** Exercise passage **

Flint class action suit against Mich. officials can proceed, court rules
A class-action lawsuit by residents of Flint, Mich., against state and local officials can proceed, the Michigan Supreme Court ruled on Wednesday.
State Supreme Court justices in a 4-2 decision rejected a bid to end the civil case against former Gov. Rick Snyder (R), state environmental and health authorities, and former city emergency managers.
The lawsuit alleges that actions taken by officials resulted in residents receiving contaminated tap water. It also claims that state officials downplayed health risks and told people it was safe to drink the water.
The majority opinion stated that the residents “sufficiently alleged a claim” to have the suit proceed.
“Viewed in the light most favorable to plaintiffs and accepting their factual allegations as true, the pleadings established that defendants’ actions were a substantial cause of the decline in plaintiffs’ property value, that defendants took affirmative actions directed at plaintiffs’ property, and that plaintiffs suffered a unique or special injury,” the opinion said.

** Rows from a data collection **
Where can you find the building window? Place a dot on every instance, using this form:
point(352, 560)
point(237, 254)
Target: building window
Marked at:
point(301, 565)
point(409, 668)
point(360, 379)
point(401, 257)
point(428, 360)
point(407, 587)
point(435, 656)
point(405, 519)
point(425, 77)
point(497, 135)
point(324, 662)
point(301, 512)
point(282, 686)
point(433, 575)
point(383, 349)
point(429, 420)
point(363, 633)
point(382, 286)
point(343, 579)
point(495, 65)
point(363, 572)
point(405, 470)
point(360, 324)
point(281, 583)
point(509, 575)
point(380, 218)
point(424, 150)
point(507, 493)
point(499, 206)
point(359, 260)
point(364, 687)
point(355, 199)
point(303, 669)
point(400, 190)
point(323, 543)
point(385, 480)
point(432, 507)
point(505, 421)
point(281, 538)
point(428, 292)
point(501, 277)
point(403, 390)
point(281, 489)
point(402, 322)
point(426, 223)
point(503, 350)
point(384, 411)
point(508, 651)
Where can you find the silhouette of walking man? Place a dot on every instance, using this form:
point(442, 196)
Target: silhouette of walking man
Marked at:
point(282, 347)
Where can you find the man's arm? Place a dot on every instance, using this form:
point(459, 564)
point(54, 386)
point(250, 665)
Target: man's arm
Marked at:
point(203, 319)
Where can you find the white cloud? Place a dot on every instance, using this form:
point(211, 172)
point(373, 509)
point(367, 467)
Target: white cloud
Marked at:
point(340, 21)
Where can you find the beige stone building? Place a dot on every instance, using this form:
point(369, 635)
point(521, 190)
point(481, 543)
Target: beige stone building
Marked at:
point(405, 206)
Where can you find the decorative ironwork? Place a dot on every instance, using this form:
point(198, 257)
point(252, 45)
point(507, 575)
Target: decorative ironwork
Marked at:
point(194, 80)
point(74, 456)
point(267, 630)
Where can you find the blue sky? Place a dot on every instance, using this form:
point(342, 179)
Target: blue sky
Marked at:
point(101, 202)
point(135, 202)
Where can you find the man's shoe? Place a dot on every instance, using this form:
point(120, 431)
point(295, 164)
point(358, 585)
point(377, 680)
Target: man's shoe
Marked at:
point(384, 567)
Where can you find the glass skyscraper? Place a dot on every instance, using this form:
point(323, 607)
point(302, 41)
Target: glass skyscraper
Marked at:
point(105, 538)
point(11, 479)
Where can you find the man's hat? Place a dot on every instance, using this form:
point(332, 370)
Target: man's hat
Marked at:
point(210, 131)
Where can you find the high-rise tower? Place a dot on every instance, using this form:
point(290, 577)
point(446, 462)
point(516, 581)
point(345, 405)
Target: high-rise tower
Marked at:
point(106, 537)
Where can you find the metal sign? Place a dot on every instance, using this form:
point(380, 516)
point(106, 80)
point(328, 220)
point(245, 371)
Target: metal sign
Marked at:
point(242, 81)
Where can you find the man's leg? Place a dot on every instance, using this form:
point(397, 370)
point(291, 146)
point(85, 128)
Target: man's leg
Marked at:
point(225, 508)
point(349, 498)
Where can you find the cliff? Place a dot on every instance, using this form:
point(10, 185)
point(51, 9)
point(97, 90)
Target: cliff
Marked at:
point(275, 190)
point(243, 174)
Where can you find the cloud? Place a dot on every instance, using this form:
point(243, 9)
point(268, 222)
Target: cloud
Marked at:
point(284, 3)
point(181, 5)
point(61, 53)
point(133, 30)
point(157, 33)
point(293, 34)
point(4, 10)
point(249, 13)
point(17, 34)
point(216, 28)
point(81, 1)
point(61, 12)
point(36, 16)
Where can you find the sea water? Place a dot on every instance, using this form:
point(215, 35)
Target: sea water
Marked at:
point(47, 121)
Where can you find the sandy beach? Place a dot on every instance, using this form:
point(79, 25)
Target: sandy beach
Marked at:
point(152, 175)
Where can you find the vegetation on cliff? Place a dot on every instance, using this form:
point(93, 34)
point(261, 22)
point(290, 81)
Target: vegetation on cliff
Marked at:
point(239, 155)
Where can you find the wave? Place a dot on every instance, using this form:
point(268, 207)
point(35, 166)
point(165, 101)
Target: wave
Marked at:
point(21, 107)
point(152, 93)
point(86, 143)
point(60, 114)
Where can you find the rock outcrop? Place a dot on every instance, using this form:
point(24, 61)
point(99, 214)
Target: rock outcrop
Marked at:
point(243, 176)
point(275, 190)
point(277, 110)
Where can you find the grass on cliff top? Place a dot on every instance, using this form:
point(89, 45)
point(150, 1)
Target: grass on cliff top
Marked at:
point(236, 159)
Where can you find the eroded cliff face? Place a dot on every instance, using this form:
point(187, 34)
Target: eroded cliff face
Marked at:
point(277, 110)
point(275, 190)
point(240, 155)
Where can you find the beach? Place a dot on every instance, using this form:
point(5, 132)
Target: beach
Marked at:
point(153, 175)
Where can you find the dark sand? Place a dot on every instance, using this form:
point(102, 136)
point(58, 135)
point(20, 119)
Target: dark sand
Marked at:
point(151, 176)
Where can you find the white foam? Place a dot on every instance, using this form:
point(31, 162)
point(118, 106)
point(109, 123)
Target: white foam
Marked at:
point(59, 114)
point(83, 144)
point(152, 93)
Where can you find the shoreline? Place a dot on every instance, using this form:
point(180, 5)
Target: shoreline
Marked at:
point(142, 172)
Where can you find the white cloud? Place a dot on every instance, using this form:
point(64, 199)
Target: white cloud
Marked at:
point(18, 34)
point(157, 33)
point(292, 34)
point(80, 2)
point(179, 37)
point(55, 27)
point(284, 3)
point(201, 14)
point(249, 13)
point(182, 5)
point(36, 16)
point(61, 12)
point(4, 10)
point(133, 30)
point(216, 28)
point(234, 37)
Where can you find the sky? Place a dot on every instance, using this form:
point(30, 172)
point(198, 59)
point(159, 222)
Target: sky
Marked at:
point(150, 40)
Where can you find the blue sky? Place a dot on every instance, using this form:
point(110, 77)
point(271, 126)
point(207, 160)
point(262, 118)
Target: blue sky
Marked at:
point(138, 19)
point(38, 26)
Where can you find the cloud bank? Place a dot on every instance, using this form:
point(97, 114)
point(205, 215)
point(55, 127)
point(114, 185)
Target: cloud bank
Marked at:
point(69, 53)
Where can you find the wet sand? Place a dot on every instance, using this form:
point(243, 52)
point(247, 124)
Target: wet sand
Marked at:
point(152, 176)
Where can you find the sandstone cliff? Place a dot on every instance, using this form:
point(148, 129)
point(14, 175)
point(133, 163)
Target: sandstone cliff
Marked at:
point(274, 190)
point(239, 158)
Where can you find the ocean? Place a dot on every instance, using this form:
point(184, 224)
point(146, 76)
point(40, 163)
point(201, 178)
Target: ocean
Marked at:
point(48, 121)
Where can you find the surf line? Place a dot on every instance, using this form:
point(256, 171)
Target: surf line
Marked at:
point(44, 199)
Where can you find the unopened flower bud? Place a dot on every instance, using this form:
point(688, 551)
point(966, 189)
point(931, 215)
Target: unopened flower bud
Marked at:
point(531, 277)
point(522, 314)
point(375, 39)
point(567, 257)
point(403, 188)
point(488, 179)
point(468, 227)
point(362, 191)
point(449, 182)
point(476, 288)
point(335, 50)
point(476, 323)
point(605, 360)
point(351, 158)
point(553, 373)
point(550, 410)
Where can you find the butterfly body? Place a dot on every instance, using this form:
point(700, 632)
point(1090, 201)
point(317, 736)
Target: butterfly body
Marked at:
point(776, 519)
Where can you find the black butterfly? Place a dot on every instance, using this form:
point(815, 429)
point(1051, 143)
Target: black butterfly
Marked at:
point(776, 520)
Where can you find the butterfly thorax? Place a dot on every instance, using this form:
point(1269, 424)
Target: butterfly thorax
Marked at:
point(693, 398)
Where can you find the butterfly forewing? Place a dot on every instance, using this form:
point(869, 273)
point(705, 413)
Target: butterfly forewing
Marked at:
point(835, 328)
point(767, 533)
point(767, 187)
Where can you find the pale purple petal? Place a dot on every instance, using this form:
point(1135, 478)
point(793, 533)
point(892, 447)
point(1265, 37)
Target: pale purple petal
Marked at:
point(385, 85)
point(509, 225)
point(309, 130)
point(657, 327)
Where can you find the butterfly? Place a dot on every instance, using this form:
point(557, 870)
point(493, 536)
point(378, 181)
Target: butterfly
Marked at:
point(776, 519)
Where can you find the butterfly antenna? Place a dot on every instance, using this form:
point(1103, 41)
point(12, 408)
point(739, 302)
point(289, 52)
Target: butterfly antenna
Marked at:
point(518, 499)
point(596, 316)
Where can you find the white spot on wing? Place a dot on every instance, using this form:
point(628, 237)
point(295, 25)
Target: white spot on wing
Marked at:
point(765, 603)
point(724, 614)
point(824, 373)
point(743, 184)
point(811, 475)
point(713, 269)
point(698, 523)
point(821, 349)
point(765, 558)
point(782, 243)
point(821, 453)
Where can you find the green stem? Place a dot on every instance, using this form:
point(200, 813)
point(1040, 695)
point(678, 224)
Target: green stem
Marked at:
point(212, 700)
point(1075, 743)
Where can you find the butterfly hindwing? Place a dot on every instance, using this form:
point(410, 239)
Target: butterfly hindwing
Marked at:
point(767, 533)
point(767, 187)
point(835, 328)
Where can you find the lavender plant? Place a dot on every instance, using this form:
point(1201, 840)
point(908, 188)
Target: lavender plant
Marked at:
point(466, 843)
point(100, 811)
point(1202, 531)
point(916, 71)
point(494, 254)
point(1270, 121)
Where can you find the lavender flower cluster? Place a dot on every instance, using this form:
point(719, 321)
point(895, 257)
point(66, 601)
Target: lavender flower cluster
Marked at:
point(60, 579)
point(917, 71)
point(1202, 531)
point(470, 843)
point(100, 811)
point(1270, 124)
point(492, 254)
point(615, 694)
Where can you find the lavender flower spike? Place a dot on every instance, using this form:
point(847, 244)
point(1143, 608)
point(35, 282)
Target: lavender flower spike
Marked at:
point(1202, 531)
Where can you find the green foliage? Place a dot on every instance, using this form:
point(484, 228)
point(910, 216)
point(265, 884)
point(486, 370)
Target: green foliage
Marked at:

** Explore the material **
(a) In the Flint lawsuit article, by what vote did the state Supreme Court justices reject the bid to end the civil case?
(b) Continue the Flint lawsuit article from its last sentence.
These rows have no connection to the Flint lawsuit article.

** Answers for the tasks **
(a) 4-2

(b)
Two justices, however, disagreed, arguing that the plaintiffs were too late in filing their case.
“Plaintiffs filed their complaint on January 21, 2016, and thus the event giving rise to the cause of action must have happened on or after July 21, 2015, for plaintiffs’ action to have been filed in a timely manner,” they wrote. “Because plaintiffs alleged in their complaint and in their amended complaint that the event giving rise to the cause of action was the switching of the water supply on April 25, 2014 … plaintiffs’ action was untimely.”
After a decision to change the city’s water source from Lake Huron to the Flint River, Flint residents reported hair loss, skin rashes, lead poisoning and Legionnaire’s disease, from which 12 people ultimately died.